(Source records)
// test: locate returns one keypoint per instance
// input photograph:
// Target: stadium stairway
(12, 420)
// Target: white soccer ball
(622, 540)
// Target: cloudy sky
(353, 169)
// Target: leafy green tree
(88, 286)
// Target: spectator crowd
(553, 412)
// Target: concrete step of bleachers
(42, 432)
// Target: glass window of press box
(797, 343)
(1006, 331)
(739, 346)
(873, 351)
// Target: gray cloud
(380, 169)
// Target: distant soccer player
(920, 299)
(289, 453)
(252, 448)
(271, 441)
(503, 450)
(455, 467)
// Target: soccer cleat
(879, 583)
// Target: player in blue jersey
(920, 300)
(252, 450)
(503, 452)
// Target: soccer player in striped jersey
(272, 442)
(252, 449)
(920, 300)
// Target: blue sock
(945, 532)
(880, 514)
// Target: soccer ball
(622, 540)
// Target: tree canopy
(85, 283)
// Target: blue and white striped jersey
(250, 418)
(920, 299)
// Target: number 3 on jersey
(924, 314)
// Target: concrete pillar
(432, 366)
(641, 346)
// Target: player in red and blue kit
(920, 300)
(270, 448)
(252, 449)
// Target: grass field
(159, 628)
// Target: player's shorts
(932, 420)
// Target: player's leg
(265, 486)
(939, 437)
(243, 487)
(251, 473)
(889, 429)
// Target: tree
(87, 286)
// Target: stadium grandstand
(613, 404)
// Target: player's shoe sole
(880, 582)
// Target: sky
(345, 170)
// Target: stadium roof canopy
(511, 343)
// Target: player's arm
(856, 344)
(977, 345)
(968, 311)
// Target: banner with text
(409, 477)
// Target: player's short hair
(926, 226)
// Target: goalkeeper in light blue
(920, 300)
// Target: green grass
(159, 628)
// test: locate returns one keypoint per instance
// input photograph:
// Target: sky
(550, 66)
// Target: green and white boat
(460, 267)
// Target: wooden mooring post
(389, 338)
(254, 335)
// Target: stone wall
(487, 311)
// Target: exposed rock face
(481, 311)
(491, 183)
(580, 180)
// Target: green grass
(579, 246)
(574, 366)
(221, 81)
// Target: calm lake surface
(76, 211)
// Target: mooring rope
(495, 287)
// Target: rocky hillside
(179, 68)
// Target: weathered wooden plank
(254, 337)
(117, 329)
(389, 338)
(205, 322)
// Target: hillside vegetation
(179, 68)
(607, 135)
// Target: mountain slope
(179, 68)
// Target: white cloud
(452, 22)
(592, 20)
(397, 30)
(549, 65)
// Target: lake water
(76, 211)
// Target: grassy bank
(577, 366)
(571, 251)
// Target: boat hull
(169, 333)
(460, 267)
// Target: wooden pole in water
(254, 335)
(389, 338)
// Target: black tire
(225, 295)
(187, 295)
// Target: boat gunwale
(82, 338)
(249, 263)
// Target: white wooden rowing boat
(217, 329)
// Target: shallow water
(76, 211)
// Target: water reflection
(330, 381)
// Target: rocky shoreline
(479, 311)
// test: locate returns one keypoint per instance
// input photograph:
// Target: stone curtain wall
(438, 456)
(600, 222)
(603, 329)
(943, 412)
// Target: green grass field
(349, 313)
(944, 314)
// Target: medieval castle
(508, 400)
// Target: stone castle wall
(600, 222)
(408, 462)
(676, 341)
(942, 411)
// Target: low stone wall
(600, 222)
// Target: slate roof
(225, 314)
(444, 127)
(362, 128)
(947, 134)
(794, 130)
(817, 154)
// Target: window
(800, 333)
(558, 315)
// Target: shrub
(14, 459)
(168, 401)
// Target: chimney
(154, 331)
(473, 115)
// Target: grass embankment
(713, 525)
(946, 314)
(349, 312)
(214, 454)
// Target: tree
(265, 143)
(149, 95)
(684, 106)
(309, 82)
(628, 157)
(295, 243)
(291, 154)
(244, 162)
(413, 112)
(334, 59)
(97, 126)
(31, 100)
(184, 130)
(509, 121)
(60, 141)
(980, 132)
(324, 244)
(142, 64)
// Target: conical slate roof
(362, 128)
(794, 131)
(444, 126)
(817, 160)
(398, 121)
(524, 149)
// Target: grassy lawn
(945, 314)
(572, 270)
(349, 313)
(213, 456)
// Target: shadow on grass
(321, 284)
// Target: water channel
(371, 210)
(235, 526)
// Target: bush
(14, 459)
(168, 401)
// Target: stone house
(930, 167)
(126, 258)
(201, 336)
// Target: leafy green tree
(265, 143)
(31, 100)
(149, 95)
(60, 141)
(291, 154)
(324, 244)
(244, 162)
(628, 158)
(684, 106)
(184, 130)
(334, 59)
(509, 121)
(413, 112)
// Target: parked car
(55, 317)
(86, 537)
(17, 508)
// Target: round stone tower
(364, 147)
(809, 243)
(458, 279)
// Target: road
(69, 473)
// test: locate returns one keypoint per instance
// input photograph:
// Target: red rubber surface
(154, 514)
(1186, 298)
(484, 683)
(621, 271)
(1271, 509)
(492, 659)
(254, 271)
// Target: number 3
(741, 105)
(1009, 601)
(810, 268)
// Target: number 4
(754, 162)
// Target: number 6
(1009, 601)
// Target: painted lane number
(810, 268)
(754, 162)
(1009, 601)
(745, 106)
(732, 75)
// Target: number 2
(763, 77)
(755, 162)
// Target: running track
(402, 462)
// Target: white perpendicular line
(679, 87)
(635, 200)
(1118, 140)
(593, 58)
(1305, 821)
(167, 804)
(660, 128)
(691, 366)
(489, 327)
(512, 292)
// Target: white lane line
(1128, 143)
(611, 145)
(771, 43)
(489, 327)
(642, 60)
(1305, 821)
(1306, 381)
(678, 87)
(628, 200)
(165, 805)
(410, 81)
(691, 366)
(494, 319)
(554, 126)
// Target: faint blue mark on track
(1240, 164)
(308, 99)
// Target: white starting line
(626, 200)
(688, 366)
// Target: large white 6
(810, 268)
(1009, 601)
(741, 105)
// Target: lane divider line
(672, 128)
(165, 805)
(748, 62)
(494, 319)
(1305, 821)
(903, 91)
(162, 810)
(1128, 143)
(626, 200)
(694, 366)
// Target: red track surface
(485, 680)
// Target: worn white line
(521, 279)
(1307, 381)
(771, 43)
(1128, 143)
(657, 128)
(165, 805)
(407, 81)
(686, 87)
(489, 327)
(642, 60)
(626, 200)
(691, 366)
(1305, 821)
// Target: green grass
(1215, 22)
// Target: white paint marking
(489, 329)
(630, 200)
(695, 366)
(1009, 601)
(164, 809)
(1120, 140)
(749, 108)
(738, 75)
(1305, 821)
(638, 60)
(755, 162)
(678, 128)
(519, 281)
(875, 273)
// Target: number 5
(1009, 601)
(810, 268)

● INSTRUCTIONS TO FOLLOW: Exactly and exclusively, repeat the lines from the line that contains "Target: running track" through the end of the records, both ends included.

● RESPONSE AREA:
// Target: running track
(402, 462)
// Target: white perpendicular line
(679, 87)
(635, 200)
(1118, 140)
(593, 58)
(1305, 821)
(167, 804)
(660, 128)
(691, 366)
(489, 327)
(512, 292)
// Target: white lane line
(1128, 143)
(611, 145)
(771, 43)
(489, 327)
(642, 60)
(1305, 821)
(1306, 381)
(678, 87)
(628, 200)
(165, 805)
(410, 81)
(691, 366)
(494, 319)
(554, 126)
// Target: faint blue mark on track
(1240, 164)
(308, 99)
// Target: white starting line
(626, 200)
(688, 366)
// Target: large white 6
(810, 268)
(1009, 601)
(741, 105)
// Target: lane divider line
(672, 128)
(165, 805)
(748, 62)
(494, 319)
(1305, 821)
(903, 91)
(162, 810)
(1128, 143)
(626, 200)
(694, 366)
// Target: red track surface
(485, 680)
// Target: worn white line
(521, 279)
(1307, 381)
(771, 43)
(1128, 143)
(657, 128)
(165, 805)
(407, 81)
(686, 87)
(489, 327)
(642, 60)
(626, 200)
(691, 366)
(1305, 821)
// Target: green grass
(1215, 22)
// Target: white paint marking
(489, 329)
(630, 200)
(695, 366)
(1009, 601)
(164, 809)
(1120, 140)
(749, 108)
(738, 75)
(1305, 821)
(638, 60)
(755, 162)
(678, 128)
(519, 281)
(875, 273)
// Target: number 5
(1009, 601)
(810, 268)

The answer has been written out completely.